**Exercise goal**. Write out every single entry exactly.

========================================

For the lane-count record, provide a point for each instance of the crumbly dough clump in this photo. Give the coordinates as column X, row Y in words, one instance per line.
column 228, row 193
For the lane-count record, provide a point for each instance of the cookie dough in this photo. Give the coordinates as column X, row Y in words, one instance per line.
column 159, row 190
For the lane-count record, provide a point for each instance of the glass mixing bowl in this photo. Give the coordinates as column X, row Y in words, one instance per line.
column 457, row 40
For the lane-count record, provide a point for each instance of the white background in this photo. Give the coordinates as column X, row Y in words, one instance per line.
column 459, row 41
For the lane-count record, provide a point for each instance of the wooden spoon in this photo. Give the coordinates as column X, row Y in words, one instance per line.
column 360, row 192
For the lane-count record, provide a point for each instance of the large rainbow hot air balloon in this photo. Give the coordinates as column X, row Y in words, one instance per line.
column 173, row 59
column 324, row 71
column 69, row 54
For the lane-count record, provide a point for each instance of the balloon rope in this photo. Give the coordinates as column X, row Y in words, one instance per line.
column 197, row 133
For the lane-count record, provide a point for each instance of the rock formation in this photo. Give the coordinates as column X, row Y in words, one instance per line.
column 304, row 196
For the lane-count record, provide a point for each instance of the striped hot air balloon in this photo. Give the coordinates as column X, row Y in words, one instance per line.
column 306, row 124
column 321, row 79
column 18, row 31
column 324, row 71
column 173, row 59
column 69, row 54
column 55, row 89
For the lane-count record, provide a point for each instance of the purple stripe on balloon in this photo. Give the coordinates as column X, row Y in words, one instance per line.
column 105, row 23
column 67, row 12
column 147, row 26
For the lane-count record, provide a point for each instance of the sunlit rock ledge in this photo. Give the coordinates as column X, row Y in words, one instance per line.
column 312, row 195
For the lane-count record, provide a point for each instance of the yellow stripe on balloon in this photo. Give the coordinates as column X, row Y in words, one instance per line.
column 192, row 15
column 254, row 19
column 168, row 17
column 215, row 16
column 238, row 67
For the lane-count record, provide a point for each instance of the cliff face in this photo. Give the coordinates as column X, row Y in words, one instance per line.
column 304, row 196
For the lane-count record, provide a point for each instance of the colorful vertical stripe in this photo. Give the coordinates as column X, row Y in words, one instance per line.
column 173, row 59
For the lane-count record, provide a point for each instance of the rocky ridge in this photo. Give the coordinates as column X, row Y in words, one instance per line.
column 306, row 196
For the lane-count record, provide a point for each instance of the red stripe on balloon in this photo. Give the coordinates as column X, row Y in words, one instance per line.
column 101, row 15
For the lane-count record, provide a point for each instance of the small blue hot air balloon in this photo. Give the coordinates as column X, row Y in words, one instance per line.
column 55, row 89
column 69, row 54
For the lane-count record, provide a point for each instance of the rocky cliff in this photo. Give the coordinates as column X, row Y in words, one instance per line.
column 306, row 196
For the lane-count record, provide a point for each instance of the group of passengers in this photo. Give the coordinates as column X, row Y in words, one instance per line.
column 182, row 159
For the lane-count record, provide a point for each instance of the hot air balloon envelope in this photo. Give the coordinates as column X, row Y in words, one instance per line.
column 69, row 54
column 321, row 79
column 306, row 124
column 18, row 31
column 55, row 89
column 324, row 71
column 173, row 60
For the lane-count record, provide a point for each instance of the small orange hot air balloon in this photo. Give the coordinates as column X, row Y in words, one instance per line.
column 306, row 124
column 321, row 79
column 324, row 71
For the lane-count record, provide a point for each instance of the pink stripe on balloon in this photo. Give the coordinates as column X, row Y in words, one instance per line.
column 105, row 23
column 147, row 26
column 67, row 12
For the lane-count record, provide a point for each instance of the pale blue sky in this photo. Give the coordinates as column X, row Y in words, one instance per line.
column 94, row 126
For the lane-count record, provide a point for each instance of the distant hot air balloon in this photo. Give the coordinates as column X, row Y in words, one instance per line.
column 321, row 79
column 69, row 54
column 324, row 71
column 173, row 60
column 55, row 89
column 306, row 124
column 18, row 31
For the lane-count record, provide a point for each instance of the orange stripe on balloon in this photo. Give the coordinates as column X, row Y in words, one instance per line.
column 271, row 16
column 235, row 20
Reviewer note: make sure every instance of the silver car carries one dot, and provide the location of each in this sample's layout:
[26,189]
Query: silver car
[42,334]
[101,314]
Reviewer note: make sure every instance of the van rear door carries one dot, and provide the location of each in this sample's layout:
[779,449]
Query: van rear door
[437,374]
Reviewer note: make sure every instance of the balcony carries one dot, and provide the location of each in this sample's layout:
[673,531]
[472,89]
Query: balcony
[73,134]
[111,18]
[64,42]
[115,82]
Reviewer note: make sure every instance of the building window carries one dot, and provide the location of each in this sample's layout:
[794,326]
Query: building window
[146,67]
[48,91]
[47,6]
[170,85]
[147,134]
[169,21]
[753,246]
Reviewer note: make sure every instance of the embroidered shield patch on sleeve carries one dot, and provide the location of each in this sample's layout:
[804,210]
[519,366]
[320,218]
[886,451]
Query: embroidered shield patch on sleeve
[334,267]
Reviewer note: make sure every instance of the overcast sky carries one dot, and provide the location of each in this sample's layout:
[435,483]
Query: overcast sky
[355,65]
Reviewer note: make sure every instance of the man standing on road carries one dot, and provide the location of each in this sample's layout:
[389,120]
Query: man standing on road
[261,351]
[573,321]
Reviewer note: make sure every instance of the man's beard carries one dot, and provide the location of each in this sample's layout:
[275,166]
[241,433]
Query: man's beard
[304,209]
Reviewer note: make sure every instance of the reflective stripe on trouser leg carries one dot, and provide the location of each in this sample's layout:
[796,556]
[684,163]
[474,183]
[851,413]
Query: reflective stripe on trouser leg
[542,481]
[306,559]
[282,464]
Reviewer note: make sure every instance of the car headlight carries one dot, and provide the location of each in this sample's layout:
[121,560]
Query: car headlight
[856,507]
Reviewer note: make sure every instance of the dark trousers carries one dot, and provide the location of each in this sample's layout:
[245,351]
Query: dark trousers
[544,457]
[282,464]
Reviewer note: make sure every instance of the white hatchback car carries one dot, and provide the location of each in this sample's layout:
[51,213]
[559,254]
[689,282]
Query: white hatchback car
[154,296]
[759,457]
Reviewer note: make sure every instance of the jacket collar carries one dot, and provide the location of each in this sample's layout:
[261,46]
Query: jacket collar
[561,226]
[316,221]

========================================

**Response below**.
For the lane-count record, provide a point for each instance of the crumbly dough clump in this photo. Give the coordinates as column X, row Y in words, one instance per line.
column 228, row 193
For the lane-count record, provide a point for each instance of the cookie dough in this photo. Give the coordinates as column X, row Y in words, one instance per line.
column 159, row 190
For the lane-count record, provide a point for each instance of the glass mixing bowl in this photo. Give the coordinates as column X, row Y in words, one instance per line.
column 457, row 40
For the lane-count record, provide a point for each instance of the white background in this photo. Give the coordinates as column X, row Y in words, one instance per line.
column 459, row 41
For the lane-count record, provide a point for each instance of the wooden spoon in this photo. Give the coordinates as column X, row Y in words, one instance per line.
column 360, row 192
For the lane-count record, provide a point for each instance of the large rainbow hot air balloon in this photo. Give the coordinates as column X, row Y in words, one instance per line.
column 173, row 59
column 324, row 71
column 69, row 54
For the lane-count record, provide a point for each instance of the balloon rope in this photo. Give the coordinates as column X, row Y in words, one instance per line.
column 197, row 133
For the lane-count record, provide a point for each instance of the rock formation in this photo. Give the coordinates as column X, row Y in words, one instance per line.
column 304, row 196
For the lane-count record, provide a point for each instance of the striped hot air balloon in this photo. Give the coordinates as column X, row Y in words, one instance per line.
column 306, row 124
column 321, row 79
column 18, row 31
column 324, row 71
column 173, row 59
column 69, row 54
column 55, row 89
For the lane-count record, provide a point for each instance of the purple stripe on balloon in this photo. Give the coordinates as column X, row Y in words, one instance per line.
column 105, row 23
column 67, row 12
column 147, row 26
For the lane-count record, provide a point for each instance of the sunlit rock ledge in this photo. Give the coordinates as column X, row Y in words, one instance per line.
column 312, row 195
For the lane-count record, provide a point for each instance of the yellow stripe on balloon in this photo. Give the coordinates as column X, row Y in words, one instance per line.
column 192, row 15
column 254, row 19
column 168, row 17
column 215, row 16
column 238, row 67
For the lane-count record, provide a point for each instance of the cliff face in this photo. Give the coordinates as column X, row Y in words, one instance per line.
column 304, row 196
For the lane-count record, provide a point for each instance of the colorful vertical stripe in this photo. Give the coordinates as column X, row Y in words, one instance per line.
column 173, row 59
For the lane-count record, provide a point for each instance of the rocky ridge in this photo. Give the coordinates as column X, row Y in words, one instance per line.
column 306, row 196
For the lane-count record, provide a point for each instance of the red stripe on balloon in this photo. Give the coordinates as column X, row Y in words, one instance per line.
column 101, row 15
For the lane-count record, provide a point for each instance of the small blue hot air balloon in this photo. Give the coordinates as column X, row Y in words, one instance per line.
column 55, row 89
column 69, row 54
For the lane-count record, provide a point for each instance of the rocky cliff in this photo. Give the coordinates as column X, row Y in words, one instance per line.
column 306, row 196
For the lane-count record, provide a point for each instance of the group of passengers in this photo. Give the coordinates as column X, row Y in words, one instance per line.
column 182, row 159
For the lane-count record, provide a point for each instance of the hot air balloon envelope in this photo. Give the coordinates as column X, row Y in words, one instance per line.
column 69, row 54
column 321, row 79
column 306, row 124
column 18, row 31
column 55, row 89
column 324, row 71
column 173, row 60
For the lane-count record, provide a point for each instance of the small orange hot air balloon in this photo. Give the coordinates as column X, row Y in words, one instance per line.
column 306, row 124
column 321, row 79
column 324, row 71
For the lane-count record, provide a point for each instance of the pink stripe on balloon in this photo. Give the coordinates as column X, row Y in words, one instance per line.
column 105, row 23
column 147, row 26
column 67, row 12
For the lane-count record, provide a point for each instance of the pale blue sky in this photo. Give the coordinates as column X, row Y in words, one instance per line.
column 94, row 126
For the lane-count record, provide a point for each instance of the distant hot air balloon in this photo. Give the coordinates as column X, row Y in words, one instance per line.
column 321, row 79
column 69, row 54
column 324, row 71
column 173, row 60
column 55, row 89
column 306, row 124
column 18, row 31
For the lane-count record, provide a point for each instance of the orange stripe on balloon in this photo. Give the coordinates as column X, row Y in words, one instance per line.
column 271, row 16
column 235, row 20
Reviewer note: make sure every instance of the silver car carries one dot, and provide the location of each in this sample's layout:
[26,189]
Query: silver car
[42,334]
[101,314]
Reviewer note: make sure every instance of the van rear door carries one dot, and provide the location of each in this sample's layout:
[779,449]
Query: van rear door
[437,374]
Reviewer note: make sure every instance of the balcony carries one dot, and provide the location of each in this sample's layout:
[673,531]
[472,89]
Query: balcony
[73,134]
[111,18]
[64,42]
[115,82]
Reviewer note: make sure every instance of the building window carries one dot, and provide the location of each in this sample's layout:
[794,326]
Query: building window
[146,67]
[48,91]
[47,6]
[170,85]
[147,134]
[169,21]
[753,246]
Reviewer note: make sure every instance of the embroidered shield patch on sleeve carries one dot, and provide the location of each in this sample's layout:
[804,210]
[519,366]
[320,218]
[886,451]
Query: embroidered shield patch on sleeve
[334,267]
Reviewer note: make sure every instance of the overcast sky carries one dot, and provide the location of each in this sample's layout:
[435,483]
Query: overcast sky
[355,65]
Reviewer note: make sure every instance of the man standing on road carries one dot, and provide the location of each in this sample's layout:
[389,120]
Query: man standing on road
[261,351]
[573,321]
Reviewer note: make sure every instance of the man's beard carries one dot, and provide the location of each in this sample's layout:
[275,166]
[241,433]
Query: man's beard
[304,209]
Reviewer note: make sure every instance of the reflective stripe on trouser leg carries one dot, and provide the location of each in this sample's layout:
[796,556]
[684,163]
[474,183]
[851,413]
Query: reflective stripe on trouser leg
[542,481]
[306,559]
[282,464]
Reviewer note: make sure every instance of the car headlight carries one dot, and provide the location of each in this sample's layout:
[121,560]
Query: car headlight
[856,507]
Reviewer note: make sure every instance of the dark trousers carries one dot, and provide the location of each in this sample's layout:
[245,351]
Query: dark trousers
[544,457]
[282,464]
Reviewer note: make sure every instance of the white hatchback car carries one dot, and provide the location of each in this sample's layout:
[51,213]
[559,254]
[689,282]
Query: white hatchback car
[154,296]
[759,457]
Reviewer note: make sure every instance of the jacket collar carries one dot, and provide the location of each in this sample's layout:
[261,46]
Query: jacket collar
[561,226]
[316,221]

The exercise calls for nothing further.